DO THIS: Lay out the entries as a JSON list of strings, one string per line with blank lines dropped, starting at the line that contains "[pin] framed sign -- one per line" and continuing through the last line of the entries. Leave the pictures out of your answer.

Entries from a pointing dataset:
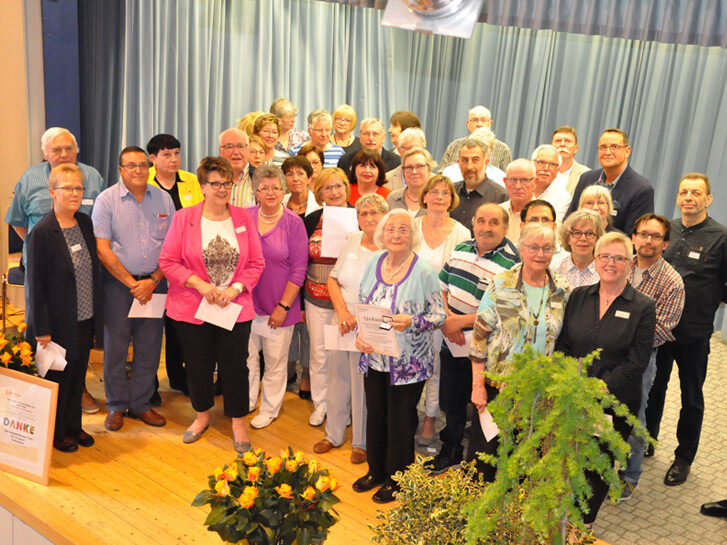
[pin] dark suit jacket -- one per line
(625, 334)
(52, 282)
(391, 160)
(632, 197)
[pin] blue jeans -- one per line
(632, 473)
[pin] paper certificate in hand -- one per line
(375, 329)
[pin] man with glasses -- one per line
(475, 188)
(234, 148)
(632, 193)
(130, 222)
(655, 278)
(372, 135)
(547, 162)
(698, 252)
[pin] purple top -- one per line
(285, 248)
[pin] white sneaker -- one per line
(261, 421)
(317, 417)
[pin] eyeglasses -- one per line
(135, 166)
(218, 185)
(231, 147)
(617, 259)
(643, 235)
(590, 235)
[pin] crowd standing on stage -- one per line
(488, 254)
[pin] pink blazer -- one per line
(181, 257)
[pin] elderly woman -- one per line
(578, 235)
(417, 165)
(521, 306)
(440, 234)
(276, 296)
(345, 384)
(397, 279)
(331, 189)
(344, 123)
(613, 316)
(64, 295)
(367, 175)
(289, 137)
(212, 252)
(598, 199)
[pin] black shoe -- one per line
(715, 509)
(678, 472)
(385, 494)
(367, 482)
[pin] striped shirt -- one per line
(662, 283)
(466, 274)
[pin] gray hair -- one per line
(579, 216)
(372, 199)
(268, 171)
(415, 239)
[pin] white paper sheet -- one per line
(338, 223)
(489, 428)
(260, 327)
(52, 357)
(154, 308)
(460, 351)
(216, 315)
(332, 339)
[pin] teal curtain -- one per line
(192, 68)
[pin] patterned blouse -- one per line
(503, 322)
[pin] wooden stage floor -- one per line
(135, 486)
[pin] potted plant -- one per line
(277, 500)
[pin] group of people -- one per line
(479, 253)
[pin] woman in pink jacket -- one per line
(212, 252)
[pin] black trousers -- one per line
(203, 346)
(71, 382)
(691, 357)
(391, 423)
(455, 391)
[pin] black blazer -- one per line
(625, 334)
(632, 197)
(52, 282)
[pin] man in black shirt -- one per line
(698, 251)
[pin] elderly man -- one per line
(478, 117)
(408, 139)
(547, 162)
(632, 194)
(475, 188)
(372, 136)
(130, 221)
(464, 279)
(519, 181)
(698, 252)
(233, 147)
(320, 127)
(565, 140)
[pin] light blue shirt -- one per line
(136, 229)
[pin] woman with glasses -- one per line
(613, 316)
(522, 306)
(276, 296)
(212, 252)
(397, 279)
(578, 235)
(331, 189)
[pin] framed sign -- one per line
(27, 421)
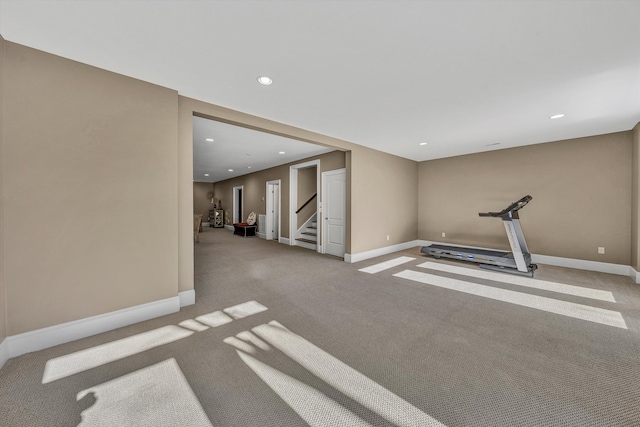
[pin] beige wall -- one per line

SOLUTION TO THIS TASK:
[
  "[pin] framed sign -- one per line",
  "(27, 421)",
  "[pin] beige wall -- one per line"
]